• Problem details: Your answer should be the lines of the data below that contain "large".

(Source data begins)

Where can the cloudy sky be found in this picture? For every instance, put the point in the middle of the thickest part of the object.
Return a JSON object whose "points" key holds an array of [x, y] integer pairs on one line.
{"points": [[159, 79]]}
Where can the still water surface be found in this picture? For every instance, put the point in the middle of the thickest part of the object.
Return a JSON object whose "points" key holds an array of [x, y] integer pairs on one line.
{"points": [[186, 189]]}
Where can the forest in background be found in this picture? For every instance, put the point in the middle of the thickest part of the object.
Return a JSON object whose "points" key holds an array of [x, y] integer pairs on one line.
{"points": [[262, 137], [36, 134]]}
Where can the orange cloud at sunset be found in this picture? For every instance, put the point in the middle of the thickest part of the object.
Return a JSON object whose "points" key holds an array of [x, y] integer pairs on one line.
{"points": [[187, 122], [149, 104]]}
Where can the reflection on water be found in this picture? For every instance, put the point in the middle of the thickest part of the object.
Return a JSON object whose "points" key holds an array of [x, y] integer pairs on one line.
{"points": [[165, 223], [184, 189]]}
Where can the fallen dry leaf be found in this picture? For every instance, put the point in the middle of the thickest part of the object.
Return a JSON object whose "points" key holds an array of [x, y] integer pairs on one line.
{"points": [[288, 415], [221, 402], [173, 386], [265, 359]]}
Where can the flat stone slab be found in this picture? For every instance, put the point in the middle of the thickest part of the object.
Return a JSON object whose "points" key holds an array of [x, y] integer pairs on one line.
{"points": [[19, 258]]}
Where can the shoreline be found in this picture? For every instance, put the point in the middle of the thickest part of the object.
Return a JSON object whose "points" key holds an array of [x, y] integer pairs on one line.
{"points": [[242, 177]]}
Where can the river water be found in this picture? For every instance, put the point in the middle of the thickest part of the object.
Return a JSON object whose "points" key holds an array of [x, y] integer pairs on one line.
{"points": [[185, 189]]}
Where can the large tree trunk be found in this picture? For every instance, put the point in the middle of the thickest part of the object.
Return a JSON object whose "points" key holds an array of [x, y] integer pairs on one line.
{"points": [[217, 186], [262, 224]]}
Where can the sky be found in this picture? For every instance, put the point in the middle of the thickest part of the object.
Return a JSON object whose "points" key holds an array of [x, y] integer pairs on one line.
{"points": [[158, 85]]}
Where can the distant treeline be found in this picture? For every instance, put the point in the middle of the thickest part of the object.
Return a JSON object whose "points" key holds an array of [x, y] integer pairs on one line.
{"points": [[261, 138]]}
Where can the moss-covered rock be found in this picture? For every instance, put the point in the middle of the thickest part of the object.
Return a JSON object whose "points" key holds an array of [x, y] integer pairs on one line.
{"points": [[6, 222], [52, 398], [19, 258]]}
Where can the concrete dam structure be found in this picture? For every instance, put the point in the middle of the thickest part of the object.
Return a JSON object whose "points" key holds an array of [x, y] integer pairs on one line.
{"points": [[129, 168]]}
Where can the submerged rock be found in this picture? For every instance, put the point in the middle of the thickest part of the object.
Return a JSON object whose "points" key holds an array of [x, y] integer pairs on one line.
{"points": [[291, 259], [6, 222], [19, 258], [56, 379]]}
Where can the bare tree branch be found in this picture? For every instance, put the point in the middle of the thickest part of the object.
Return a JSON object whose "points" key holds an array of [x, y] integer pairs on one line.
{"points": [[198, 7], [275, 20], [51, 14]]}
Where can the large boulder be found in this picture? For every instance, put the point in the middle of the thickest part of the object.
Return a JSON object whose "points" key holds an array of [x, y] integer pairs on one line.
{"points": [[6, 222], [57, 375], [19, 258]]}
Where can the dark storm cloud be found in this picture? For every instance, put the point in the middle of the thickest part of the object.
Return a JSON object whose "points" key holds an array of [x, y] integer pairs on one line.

(Source data ends)

• Exercise answer:
Where can the large tree trunk be found in this picture? For every instance, put the point in the middle of the thickest part of the object.
Where can the large boulder be found in this picture? For every instance, put the point in the middle of the thickest part of the object.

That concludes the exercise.